Rewrite all of the data below with every "pixel coordinates" swapped for "pixel positions", leaving everything else the same.
-- BEGIN The records --
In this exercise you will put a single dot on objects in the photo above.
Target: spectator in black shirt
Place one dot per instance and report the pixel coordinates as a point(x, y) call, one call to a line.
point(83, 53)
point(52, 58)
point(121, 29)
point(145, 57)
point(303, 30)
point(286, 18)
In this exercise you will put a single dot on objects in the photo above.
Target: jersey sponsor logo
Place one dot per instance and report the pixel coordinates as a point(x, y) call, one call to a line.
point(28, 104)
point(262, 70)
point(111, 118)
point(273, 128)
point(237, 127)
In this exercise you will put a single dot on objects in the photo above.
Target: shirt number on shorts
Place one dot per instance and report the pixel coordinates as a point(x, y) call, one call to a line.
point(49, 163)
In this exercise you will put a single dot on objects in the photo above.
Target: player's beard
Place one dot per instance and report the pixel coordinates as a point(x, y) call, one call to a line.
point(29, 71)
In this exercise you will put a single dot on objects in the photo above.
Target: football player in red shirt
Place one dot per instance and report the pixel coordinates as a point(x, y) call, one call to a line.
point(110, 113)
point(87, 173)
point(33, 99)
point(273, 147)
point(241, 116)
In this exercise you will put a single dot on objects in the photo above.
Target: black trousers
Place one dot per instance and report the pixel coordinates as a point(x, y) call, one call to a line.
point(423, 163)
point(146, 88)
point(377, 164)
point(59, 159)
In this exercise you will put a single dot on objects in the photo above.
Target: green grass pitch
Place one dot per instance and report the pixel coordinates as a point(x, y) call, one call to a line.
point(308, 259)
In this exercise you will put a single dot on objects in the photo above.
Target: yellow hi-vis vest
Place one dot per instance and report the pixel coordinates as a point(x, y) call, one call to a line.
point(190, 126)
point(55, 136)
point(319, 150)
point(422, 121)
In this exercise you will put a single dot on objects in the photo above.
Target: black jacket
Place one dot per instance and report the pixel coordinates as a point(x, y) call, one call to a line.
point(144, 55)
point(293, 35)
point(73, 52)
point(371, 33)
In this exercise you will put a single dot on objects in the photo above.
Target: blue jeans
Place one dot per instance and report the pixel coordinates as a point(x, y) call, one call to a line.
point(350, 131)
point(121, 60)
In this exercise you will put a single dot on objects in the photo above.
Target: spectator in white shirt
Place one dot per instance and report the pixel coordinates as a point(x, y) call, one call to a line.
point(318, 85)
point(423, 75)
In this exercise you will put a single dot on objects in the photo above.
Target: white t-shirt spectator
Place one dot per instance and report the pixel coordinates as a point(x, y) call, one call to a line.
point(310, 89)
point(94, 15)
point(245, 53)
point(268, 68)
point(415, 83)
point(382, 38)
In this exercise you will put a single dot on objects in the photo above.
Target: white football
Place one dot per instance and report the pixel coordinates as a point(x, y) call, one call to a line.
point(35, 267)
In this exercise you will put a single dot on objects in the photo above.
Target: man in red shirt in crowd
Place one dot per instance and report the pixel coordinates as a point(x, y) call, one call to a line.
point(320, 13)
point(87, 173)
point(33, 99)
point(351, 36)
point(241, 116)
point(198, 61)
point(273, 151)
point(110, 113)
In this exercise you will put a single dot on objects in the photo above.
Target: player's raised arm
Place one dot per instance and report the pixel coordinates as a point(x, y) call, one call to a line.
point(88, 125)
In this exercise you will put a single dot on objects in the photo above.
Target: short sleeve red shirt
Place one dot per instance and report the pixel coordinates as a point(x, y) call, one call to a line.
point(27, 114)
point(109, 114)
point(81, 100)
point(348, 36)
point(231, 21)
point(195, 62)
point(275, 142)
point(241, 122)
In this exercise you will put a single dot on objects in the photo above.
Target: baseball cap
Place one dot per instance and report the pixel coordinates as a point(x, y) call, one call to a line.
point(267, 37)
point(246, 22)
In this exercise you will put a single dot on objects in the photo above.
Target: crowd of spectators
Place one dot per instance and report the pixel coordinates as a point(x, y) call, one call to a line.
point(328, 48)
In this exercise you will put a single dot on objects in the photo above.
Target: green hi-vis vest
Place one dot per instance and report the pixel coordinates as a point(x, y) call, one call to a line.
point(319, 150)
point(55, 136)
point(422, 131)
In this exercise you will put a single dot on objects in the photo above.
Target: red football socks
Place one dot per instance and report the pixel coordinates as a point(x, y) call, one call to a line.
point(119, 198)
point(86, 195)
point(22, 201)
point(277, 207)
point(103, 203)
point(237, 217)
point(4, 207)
-- END The records --
[Task response]
In this exercise you will put a single dot on objects in the photo above.
Target: spectator in black shirt
Place one dot per instance and report the pixel positions as a point(x, y) call, one call to a line.
point(83, 53)
point(52, 58)
point(121, 29)
point(145, 57)
point(303, 30)
point(286, 18)
In this exercise you will put a single dot on objects in the photo above.
Target: jersey sponsor logo
Place one dot per instance and report the pixel positions as a point(x, y) call, one call to a line.
point(28, 104)
point(262, 70)
point(111, 118)
point(273, 128)
point(237, 127)
In this exercise you will put a single dot on objects in the photo above.
Target: shirt number on shorts
Place one dot per instance and report the pixel positions as a point(x, y) call, one call to a line.
point(49, 163)
In this exercise you will put a single dot on objects in the photo above.
Target: player's beard
Place one dot per instance and report the pixel positions as a point(x, y) call, one call to a line.
point(29, 71)
In this exercise you will put a single dot on objects in the photo above.
Target: football player in red shirt
Place one dot per instance and report the pixel positions as a point(x, y) call, one call to a line.
point(110, 113)
point(87, 173)
point(33, 99)
point(273, 147)
point(241, 116)
In this exercise you will put a single dot on objects in the photo above.
Target: black trousers
Place one dot per instance and report the pixel positions as a point(x, y) call, one call to a line.
point(423, 163)
point(146, 88)
point(377, 164)
point(59, 159)
In this exercise you will put a single dot on objects in the photo above.
Target: green grass pitch
Place one dot per instance and report the pixel positions as a point(x, y) call, one call to a line.
point(308, 259)
In this exercise you will put a single dot on objects in the photo above.
Target: yellow hi-vis vest
Place one dot per instance and report the pixel positions as a point(x, y) call, one call to a line.
point(190, 126)
point(55, 136)
point(319, 150)
point(422, 121)
In this exercise you will put a single dot on objects in the photo above.
Target: black jacket
Place one dot per instance and report the pixel positions as a point(x, y) call, one call to a line.
point(144, 55)
point(293, 35)
point(73, 52)
point(371, 33)
In this exercise you will put a single dot on objects in the photo above.
Target: blue jeans
Place one dot per instance and report the pixel positions as a point(x, y) call, one call to a line.
point(350, 131)
point(121, 60)
In this exercise you will put a single dot on objects in the photo above.
Target: spectator in white shirt
Place one dot per instance and report the pixel positions as a point(x, y) call, one call to a line.
point(318, 85)
point(423, 75)
In this exercise you will put a single dot on objects in the photo above.
Target: white t-shirt spectator
Place one dot per instance and report the pixel positions as a point(x, y) call, one call to a line.
point(310, 89)
point(94, 15)
point(245, 53)
point(268, 68)
point(415, 83)
point(382, 38)
In this exercise you will put a single dot on objects in the photo above.
Target: white football
Place one dot per instance and report the pixel positions as a point(x, y) call, one call to a line.
point(35, 267)
In this exercise you will put a single dot on objects in the photo above.
Target: man in red shirt in crowd
Place one dot per instance and report the pixel positions as a point(x, y) call, one call to a line.
point(320, 13)
point(87, 173)
point(33, 99)
point(351, 36)
point(241, 116)
point(198, 61)
point(273, 151)
point(110, 113)
In this exercise you will put a single dot on objects in the photo above.
Target: player's raised arm
Place one dot per instance and report the pixel positions as a point(x, y) call, one call to a line.
point(88, 125)
In this exercise you will put a single dot on objects in the photo above.
Target: short sleeve red shirt
Place one dot per instance and report the pixel positions as a point(x, y) call, one call to a line.
point(27, 114)
point(109, 114)
point(81, 100)
point(348, 36)
point(231, 21)
point(195, 62)
point(275, 142)
point(241, 122)
In this exercise you will put a single dot on objects in the photo above.
Target: baseball cap
Place one dot per instance and report the pixel positions as a point(x, y) call, one call to a line.
point(267, 37)
point(246, 22)
In this exercise you will put a single dot on objects in the photo above.
Target: crowd of spectators
Place one dot per instance and report the pixel positions as a point(x, y) call, one call to a line.
point(328, 48)
In this exercise you will put a single dot on objects in the photo above.
Target: green hi-vis vest
Place one dot per instance and report the pixel positions as a point(x, y) call, one call to a line.
point(319, 150)
point(55, 136)
point(422, 131)
In this exercise you will put a single dot on objects in the photo above.
Target: red football socks
Place one dot per instance and report the pixel positions as a point(x, y) call, one call to a line.
point(119, 198)
point(86, 195)
point(22, 201)
point(277, 207)
point(103, 203)
point(237, 217)
point(4, 207)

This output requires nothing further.